Transcribe, word for word, the line containing "[pin] stucco wall -- one per line" and each line following it through the end of the listing below. Omit all other lines.

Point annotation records
* * * * * * * * *
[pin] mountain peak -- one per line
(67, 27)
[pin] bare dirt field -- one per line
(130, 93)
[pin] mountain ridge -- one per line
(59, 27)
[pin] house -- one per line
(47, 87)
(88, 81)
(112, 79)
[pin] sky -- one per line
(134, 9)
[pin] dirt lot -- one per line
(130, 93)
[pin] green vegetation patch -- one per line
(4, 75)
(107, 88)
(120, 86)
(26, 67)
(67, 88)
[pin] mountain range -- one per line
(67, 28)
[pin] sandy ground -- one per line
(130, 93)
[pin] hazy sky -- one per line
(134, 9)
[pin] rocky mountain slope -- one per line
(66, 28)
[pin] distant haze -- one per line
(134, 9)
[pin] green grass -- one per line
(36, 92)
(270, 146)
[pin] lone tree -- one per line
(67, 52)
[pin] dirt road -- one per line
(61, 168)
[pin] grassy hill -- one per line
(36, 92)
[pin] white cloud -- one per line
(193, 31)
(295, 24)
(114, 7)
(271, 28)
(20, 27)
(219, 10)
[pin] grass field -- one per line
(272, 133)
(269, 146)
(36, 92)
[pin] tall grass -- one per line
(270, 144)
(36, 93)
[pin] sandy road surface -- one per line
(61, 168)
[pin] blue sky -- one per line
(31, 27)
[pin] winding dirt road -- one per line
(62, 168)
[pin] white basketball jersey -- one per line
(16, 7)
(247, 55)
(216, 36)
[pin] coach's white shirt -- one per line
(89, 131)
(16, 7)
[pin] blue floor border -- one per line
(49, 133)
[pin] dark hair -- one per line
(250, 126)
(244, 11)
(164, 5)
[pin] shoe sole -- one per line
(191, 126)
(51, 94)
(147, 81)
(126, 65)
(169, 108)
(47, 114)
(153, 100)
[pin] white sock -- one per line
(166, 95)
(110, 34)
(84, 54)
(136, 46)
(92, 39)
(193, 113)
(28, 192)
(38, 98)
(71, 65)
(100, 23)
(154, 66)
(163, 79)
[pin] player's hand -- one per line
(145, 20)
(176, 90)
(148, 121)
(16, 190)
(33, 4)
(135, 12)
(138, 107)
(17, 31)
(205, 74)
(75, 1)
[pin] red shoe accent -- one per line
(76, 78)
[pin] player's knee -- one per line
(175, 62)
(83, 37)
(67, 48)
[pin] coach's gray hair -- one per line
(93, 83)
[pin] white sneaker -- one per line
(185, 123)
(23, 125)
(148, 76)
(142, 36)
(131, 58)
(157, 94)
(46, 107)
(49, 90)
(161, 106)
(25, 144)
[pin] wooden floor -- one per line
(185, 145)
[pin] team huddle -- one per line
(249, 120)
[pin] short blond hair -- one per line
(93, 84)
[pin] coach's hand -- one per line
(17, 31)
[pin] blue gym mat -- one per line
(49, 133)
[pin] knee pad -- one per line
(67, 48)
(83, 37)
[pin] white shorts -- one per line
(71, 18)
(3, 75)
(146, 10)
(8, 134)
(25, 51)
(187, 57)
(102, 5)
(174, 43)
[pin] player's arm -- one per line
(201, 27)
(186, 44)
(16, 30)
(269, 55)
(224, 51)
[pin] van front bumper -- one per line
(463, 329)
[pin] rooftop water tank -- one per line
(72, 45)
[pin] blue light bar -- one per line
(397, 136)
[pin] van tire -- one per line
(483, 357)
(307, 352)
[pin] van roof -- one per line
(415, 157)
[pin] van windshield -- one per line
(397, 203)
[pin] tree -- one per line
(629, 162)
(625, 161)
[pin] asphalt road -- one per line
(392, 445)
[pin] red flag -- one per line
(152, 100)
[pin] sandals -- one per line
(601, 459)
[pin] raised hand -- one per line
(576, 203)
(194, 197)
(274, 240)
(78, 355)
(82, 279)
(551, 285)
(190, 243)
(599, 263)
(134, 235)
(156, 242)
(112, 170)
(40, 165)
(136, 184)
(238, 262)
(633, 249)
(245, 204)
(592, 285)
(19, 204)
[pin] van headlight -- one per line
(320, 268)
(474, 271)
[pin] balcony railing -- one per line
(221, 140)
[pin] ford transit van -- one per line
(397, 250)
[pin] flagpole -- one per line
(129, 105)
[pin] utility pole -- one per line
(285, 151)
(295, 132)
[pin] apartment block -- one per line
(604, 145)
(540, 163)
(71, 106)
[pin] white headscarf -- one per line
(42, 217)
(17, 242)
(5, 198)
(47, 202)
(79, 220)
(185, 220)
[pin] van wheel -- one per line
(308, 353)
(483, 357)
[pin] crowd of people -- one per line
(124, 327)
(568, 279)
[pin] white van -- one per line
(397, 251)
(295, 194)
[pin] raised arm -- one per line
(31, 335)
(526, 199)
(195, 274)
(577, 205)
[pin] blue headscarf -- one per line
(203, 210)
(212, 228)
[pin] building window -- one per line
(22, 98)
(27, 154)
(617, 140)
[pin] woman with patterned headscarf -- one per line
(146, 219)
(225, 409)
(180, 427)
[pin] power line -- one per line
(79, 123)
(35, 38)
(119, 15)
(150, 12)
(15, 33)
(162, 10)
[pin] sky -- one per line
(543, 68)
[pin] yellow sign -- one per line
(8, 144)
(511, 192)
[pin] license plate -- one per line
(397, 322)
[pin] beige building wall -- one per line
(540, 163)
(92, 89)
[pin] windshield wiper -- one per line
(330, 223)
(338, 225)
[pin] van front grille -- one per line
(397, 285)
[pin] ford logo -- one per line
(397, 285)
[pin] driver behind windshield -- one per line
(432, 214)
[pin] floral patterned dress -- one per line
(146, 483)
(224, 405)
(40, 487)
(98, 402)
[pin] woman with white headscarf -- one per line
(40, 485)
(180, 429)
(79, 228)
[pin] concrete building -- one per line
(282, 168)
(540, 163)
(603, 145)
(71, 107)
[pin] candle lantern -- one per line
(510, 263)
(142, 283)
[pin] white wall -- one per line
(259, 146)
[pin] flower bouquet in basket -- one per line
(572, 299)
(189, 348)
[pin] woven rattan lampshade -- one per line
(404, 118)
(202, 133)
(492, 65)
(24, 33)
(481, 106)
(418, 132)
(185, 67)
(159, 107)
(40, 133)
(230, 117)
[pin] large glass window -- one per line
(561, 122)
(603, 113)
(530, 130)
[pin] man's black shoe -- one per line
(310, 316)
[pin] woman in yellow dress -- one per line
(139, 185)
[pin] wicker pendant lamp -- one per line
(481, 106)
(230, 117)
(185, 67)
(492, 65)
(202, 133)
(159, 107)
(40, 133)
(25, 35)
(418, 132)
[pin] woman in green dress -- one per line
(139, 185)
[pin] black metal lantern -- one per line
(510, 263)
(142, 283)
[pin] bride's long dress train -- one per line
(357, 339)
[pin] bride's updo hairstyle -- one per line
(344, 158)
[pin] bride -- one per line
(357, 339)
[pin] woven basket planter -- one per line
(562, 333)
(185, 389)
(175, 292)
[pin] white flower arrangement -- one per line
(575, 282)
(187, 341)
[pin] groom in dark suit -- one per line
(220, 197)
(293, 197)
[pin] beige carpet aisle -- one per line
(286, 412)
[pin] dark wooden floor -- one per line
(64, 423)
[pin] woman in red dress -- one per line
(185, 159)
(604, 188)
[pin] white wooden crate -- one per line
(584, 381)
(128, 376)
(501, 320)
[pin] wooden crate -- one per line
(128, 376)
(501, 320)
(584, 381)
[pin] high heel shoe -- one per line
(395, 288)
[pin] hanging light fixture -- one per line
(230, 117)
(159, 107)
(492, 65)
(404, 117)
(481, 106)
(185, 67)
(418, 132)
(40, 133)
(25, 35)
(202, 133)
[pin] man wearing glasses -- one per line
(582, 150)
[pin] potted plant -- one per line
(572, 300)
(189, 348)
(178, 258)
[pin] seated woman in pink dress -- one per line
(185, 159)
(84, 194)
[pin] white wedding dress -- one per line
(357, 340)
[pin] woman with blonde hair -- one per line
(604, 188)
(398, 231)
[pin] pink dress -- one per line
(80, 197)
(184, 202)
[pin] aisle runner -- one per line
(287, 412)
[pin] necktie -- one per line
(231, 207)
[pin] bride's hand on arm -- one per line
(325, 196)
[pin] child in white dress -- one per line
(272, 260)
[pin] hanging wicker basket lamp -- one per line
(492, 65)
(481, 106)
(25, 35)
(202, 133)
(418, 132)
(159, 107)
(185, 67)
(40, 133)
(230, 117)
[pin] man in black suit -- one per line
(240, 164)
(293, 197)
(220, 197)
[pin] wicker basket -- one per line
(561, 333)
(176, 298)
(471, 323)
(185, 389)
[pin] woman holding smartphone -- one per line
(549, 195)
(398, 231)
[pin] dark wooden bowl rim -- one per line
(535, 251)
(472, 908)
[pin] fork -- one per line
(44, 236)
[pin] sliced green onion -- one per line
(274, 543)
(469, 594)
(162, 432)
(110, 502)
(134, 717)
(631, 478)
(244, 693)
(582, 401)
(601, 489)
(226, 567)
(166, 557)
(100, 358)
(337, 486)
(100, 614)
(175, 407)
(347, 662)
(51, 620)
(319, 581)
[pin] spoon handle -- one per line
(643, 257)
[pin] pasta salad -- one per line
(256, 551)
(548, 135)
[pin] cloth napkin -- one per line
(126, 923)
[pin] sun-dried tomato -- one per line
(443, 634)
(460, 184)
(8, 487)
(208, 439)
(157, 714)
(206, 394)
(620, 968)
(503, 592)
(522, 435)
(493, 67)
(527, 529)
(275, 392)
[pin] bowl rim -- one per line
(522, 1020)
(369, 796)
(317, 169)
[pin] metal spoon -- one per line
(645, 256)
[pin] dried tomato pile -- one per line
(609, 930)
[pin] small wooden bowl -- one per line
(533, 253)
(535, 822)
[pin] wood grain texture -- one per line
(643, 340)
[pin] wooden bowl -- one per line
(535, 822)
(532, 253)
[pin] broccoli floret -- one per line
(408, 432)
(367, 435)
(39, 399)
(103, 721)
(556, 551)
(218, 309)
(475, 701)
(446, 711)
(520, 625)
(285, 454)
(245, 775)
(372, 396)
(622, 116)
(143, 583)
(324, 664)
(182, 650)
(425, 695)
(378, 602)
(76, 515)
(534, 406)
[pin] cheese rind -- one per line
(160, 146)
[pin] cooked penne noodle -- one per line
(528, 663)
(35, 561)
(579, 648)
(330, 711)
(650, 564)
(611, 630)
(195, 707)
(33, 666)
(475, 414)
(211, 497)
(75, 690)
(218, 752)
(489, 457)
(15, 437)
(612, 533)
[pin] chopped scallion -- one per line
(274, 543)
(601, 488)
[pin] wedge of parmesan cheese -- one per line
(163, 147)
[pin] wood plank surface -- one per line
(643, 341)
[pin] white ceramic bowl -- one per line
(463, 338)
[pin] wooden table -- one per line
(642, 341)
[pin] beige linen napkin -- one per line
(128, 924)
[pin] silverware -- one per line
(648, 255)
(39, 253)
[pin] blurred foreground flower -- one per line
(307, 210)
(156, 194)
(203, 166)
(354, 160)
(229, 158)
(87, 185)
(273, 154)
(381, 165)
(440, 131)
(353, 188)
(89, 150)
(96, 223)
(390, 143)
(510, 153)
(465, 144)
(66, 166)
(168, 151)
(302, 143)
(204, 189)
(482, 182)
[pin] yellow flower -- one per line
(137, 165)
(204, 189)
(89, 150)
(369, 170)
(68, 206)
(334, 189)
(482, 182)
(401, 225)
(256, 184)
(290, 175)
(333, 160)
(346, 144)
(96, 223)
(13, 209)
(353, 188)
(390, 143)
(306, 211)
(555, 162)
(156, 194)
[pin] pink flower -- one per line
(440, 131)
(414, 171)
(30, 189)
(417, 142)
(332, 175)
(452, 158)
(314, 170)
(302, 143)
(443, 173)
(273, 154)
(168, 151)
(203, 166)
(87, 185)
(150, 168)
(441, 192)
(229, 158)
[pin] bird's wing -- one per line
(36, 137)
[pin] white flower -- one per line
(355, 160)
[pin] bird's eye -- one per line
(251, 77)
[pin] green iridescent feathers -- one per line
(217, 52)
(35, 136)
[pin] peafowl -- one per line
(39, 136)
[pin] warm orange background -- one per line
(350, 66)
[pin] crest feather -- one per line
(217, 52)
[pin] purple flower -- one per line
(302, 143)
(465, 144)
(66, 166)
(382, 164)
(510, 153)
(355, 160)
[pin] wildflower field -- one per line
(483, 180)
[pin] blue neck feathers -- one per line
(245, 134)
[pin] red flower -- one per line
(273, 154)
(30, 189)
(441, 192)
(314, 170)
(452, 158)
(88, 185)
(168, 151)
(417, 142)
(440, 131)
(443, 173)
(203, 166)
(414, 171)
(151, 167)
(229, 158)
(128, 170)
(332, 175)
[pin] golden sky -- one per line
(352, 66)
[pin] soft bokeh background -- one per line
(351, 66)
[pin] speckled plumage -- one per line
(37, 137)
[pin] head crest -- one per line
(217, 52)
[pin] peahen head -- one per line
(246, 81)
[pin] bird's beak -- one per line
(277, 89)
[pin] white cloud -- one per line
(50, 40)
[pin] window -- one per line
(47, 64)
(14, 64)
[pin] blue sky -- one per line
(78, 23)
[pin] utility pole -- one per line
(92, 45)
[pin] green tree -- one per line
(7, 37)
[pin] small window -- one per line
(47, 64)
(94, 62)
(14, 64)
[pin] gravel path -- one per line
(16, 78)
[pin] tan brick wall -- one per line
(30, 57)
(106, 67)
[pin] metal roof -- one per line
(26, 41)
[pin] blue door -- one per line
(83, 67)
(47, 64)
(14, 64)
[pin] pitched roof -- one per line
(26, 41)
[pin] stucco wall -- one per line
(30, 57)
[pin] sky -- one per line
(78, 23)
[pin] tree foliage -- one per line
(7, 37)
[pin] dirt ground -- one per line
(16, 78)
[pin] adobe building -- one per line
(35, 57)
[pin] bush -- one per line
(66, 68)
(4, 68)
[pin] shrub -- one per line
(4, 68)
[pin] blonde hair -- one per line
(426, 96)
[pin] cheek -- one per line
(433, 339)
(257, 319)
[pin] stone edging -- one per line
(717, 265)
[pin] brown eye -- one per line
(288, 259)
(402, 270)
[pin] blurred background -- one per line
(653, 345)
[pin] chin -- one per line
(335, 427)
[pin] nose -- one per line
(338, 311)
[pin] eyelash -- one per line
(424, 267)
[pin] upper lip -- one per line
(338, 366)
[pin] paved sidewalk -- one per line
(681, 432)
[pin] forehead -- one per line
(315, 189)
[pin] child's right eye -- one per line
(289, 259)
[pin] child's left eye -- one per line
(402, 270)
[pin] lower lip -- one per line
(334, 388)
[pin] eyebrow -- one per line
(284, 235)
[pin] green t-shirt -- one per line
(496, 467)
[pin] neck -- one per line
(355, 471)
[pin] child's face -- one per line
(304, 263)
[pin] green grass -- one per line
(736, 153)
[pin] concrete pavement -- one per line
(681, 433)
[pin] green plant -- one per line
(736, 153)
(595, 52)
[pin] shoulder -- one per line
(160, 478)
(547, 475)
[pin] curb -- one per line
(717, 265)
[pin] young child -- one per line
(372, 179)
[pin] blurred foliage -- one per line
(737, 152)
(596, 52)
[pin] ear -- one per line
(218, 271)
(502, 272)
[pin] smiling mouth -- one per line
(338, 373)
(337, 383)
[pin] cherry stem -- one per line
* * * * * * * * *
--- CORRECT RESPONSE ---
[pin] stucco wall -- one per line
(30, 57)
[pin] sky -- one per line
(78, 23)
[pin] tree foliage -- one per line
(7, 37)
[pin] dirt ground -- one per line
(16, 78)
[pin] adobe building -- one per line
(35, 57)
[pin] bush -- one per line
(66, 68)
(4, 68)
[pin] shrub -- one per line
(4, 68)
[pin] blonde hair -- one per line
(426, 96)
[pin] cheek -- one per line
(433, 339)
(257, 319)
[pin] stone edging -- one per line
(717, 265)
[pin] brown eye -- one per line
(288, 259)
(402, 270)
[pin] blurred background -- one per line
(653, 345)
[pin] chin -- one per line
(335, 427)
[pin] nose -- one per line
(338, 311)
[pin] eyelash -- one per line
(424, 267)
[pin] upper lip -- one per line
(338, 366)
[pin] paved sidewalk -- one per line
(681, 432)
[pin] forehead -- one per line
(315, 189)
[pin] child's right eye -- one per line
(289, 259)
[pin] child's left eye -- one per line
(402, 270)
[pin] lower lip -- one per line
(334, 388)
[pin] eyebrow -- one per line
(284, 235)
[pin] green t-shirt -- one per line
(496, 467)
[pin] neck -- one per line
(355, 471)
[pin] child's face -- one per line
(304, 263)
[pin] green grass -- one per line
(736, 153)
[pin] concrete pavement -- one per line
(681, 433)
[pin] green plant -- one per line
(736, 153)
(595, 52)
[pin] shoulder -- one per line
(160, 478)
(547, 475)
[pin] curb -- one per line
(717, 265)
[pin] young child -- one per line
(372, 179)
[pin] blurred foliage -- one per line
(737, 152)
(596, 52)
[pin] ear -- one per line
(218, 271)
(502, 272)
[pin] smiling mouth -- one per line
(338, 373)
(337, 383)
[pin] cherry stem -- one per line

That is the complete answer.